Return the entries that follow exactly, with no images.

* SUPPLIED RECORDS:
________

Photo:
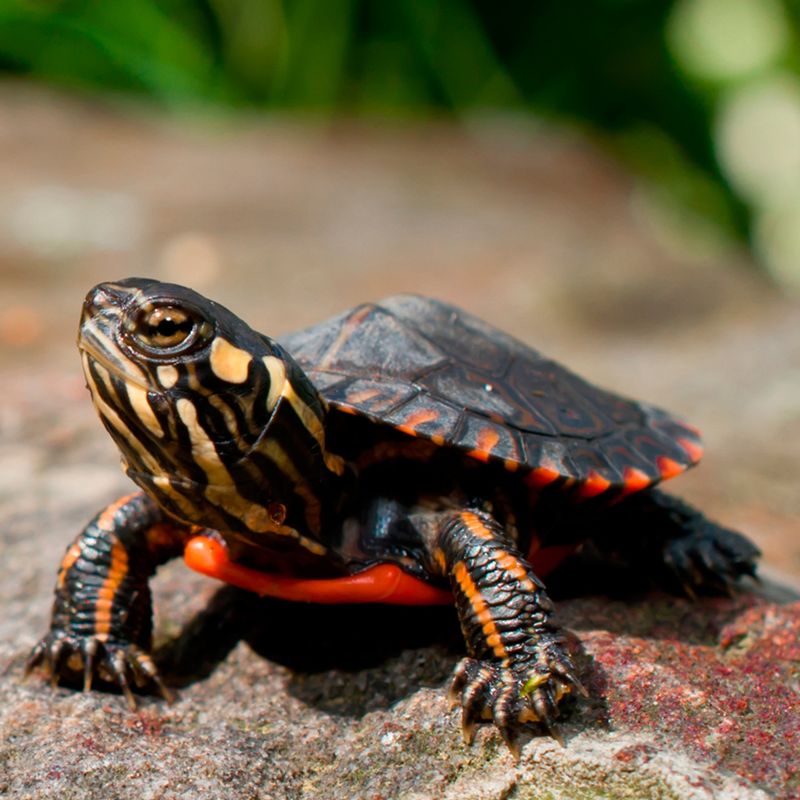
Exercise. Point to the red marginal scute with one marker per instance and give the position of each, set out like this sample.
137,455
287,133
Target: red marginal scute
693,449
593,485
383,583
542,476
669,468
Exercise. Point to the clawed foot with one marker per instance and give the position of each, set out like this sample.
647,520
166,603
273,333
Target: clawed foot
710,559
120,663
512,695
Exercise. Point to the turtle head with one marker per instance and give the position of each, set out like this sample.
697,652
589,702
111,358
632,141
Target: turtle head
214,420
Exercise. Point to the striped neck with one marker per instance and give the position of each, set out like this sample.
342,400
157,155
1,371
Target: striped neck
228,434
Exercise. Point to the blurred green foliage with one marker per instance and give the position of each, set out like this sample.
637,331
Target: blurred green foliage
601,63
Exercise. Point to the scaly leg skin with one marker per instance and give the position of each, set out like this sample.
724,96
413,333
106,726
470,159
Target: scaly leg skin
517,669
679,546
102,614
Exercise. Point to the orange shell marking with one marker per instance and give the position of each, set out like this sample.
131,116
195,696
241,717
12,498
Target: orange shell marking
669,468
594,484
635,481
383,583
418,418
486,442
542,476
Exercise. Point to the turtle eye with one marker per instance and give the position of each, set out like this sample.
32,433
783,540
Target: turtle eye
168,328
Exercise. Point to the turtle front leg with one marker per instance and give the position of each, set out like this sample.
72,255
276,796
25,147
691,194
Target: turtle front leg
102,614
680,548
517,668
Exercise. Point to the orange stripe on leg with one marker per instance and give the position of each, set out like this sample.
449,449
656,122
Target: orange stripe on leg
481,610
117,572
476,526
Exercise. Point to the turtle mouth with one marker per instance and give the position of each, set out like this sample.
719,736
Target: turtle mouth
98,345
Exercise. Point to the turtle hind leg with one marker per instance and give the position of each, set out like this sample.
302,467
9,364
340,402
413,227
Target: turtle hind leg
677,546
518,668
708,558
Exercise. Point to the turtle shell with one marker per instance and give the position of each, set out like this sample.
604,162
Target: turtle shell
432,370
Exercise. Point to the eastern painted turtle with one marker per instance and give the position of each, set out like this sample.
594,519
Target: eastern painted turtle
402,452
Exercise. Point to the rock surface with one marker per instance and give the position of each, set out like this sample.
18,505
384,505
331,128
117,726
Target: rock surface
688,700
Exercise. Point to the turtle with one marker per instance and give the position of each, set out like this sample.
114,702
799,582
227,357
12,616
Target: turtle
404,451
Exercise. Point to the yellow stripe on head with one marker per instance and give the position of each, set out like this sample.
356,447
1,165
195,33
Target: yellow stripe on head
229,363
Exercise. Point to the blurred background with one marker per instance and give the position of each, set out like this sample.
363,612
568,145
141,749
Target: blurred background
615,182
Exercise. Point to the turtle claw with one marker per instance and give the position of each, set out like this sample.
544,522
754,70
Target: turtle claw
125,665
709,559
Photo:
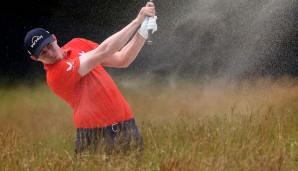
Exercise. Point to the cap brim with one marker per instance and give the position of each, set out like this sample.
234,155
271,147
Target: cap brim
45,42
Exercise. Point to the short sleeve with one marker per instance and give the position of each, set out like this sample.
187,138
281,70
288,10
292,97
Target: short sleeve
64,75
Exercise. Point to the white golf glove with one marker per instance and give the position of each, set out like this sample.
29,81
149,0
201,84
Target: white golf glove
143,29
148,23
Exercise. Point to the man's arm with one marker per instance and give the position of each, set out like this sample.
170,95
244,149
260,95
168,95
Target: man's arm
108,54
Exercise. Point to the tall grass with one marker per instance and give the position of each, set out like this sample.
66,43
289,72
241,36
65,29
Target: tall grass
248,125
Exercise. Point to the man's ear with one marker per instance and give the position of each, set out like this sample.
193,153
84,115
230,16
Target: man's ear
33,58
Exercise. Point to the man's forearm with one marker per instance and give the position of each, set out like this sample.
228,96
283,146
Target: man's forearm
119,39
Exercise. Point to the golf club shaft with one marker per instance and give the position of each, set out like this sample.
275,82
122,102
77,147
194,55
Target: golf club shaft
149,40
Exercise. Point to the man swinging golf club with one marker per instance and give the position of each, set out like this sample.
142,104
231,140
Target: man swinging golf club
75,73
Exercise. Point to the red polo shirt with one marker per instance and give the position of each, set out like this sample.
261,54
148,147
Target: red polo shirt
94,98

________

* TASK RESULT:
Photo:
Exercise. Point to the red marginal scute with one marker per instance and give the position of each, set out like this sample.
137,455
287,133
Target: red marginal scute
693,449
593,485
383,583
542,476
669,468
Exercise. Point to the clawed foot with one marker per instance and give the position of each, set out like this sample.
647,520
166,603
273,333
Target: clawed foot
710,559
120,663
512,695
Exercise. Point to the turtle head with one marker per instance and give the position of each, set out like this sample.
697,652
589,702
111,358
632,141
Target: turtle head
214,420
Exercise. Point to the striped neck with one marker per instance and give the position of each, set out like this sample.
342,400
157,155
1,371
Target: striped neck
228,434
Exercise. Point to the blurred green foliage with one marker per instance and give the position of each, set out like this sample.
637,331
Target: blurred green foliage
601,63
Exercise. Point to the scaly leg skin with one marker per instance and give the position of each, set out like this sample.
724,96
413,333
106,726
470,159
Target: scaly leg skin
517,669
679,546
102,614
Exercise. Point to the orange shell marking with one marker per instance and give the position of each, set out like this sample.
131,116
195,696
241,717
12,498
Target: orange shell marking
669,468
594,484
635,481
383,583
418,418
486,442
542,476
Exercise. Point to the turtle eye with one marker per instance and give the position of each, set out like this sample.
32,433
783,540
Target: turtle eye
168,328
Exercise. Point to the turtle front leg with one marker per instance and give the position of each, set out like this sample.
72,255
276,796
25,147
691,194
Target: turtle front leg
102,614
680,548
517,668
Exercise. Point to the orange stripe on leg with one marker per instance and give the position of each, set out like this sample.
449,449
656,122
Target: orange stripe on leg
481,610
117,572
476,526
Exercise. Point to the turtle mouth with one marker per instance and give the position of each, set out like this sample.
719,736
Target: turtle mouth
98,345
Exercise. Point to the turtle hind leg with one marker per instance and give the position of each, set out like this sample.
302,467
9,364
340,402
413,227
Target: turtle hind leg
677,546
518,668
708,558
Exercise. Point to the turtle shell with one marker per instance and give the position of each, set out like this sample.
604,162
Target: turtle shell
432,370
Exercise. Point to the eastern painted turtle with one marker per instance and give the position of each, set out like this sample.
594,519
Target: eastern painted turtle
402,452
Exercise. Point to the rock surface with one marker per instance and give the position of each, set out like this sample.
18,505
384,505
331,128
117,726
Target: rock surface
688,700
Exercise. Point to the turtle with one marker per instance and give the position of each, set out like this sample.
114,702
799,582
227,357
12,616
Target: turtle
404,451
Exercise. Point to the yellow stripe on head with one marker per instance and give the position of each, set out like this sample.
356,447
1,165
195,33
Target: yellow stripe on head
229,363
Exercise. Point to the blurred background with one marker per instance and give the position of each, set out like this sample.
363,612
568,145
141,749
Target: blurred background
615,182
Exercise. Point to the turtle claw with one marker per instance and give the position of each, set out like this sample.
544,522
754,70
Target: turtle claw
125,665
709,559
Photo:
Exercise. Point to the cap brim with one marker per instance and give the position of each, set out like this sample.
234,155
271,147
Target: cap brim
45,42
Exercise. Point to the short sleeve with one marker per instance and give the position of each, set out like this sample.
187,138
281,70
288,10
292,97
Target: short sleeve
64,75
Exercise. Point to the white golf glove with one marker per instance and give the position of each, set out like this sample.
29,81
149,0
201,84
Target: white golf glove
143,29
148,23
Exercise. Point to the man's arm with one marker per instance and give the position of each, set out like this sample.
170,95
244,149
260,95
168,95
Target: man's arm
108,54
Exercise. Point to the tall grass with one marker per instance and give the position of each, set out like this sample.
66,43
289,72
241,36
65,29
Target: tall grass
248,125
Exercise. Point to the man's ear with one marker per instance and give the position of each, set out like this sample.
193,153
84,115
230,16
Target: man's ear
33,58
Exercise. Point to the man's forearm with one marker per instance and give the position of each, set out like this sample.
228,96
283,146
Target: man's forearm
119,39
Exercise. Point to the golf club shaft with one marker per instance and give the position of each, set out like this sample.
275,82
122,102
77,147
194,55
Target: golf club shaft
149,40
Exercise. Point to the man swinging golf club with one marker per instance and give the position of each, set out like this sample.
142,104
231,140
Target: man swinging golf club
75,73
Exercise. Point to the red polo shirt with one marker per instance and give the position of each, set out like this sample.
261,54
148,147
Target: red polo shirt
94,98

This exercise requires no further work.